▶ _DATA SHOWN_:
☆ ☆ ☆ ☆

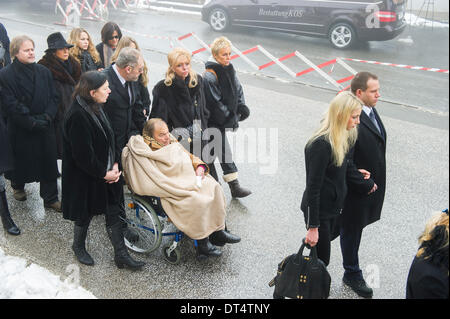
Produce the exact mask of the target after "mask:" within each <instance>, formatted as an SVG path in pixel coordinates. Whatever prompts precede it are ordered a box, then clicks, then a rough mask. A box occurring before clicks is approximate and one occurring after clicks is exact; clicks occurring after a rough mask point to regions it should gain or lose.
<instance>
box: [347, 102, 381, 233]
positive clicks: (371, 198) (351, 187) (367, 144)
mask: <svg viewBox="0 0 450 319" xmlns="http://www.w3.org/2000/svg"><path fill="white" fill-rule="evenodd" d="M373 111H374V112H375V115H376V117H377V118H378V123H379V125H380V129H381V130H382V132H383V135H381V134H380V133H379V132H378V130H377V128H376V127H375V125H374V124H373V123H372V121H371V120H370V118H369V117H368V116H367V114H366V113H365V112H364V111H363V112H361V123H360V125H359V126H358V140H357V141H356V144H355V147H354V153H353V154H354V155H353V157H352V161H353V163H354V165H355V166H356V167H357V168H359V169H361V168H362V169H365V170H368V171H369V172H370V180H364V179H363V178H362V177H361V175H359V178H355V179H349V183H348V187H349V191H348V194H347V198H346V201H345V207H344V210H343V212H342V223H345V224H346V225H347V226H349V227H352V228H354V229H363V228H364V227H365V226H367V225H369V224H371V223H373V222H376V221H377V220H379V219H380V217H381V210H382V208H383V202H384V195H385V192H386V130H385V128H384V125H383V123H382V121H381V119H380V117H379V115H378V113H377V111H376V110H375V109H373ZM374 183H376V184H377V186H378V189H377V190H376V191H375V192H374V193H372V194H370V195H368V193H369V191H370V190H371V189H372V187H373V185H374Z"/></svg>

☆ ☆ ☆ ☆

▶ _PROBLEM DESCRIPTION_: Starting at the first line of the entries, restate word for word everything through the line that holds "box: [347, 102, 381, 233]", both ends included, but omit any pictures.

▶ _SOLUTION TO THE EXERCISE_:
Produce the exact mask of the target after "mask:" within each <instance>, formatted as an SVG path in pixel coordinates. Whatever prompts precede it are ordered a box, then clicks, then a rough mask. A box occurring before clicks is approximate and one occurring after clicks is exact; clicks occurring after a rough mask point to regions it should gain or lose.
<instance>
box: [347, 102, 381, 233]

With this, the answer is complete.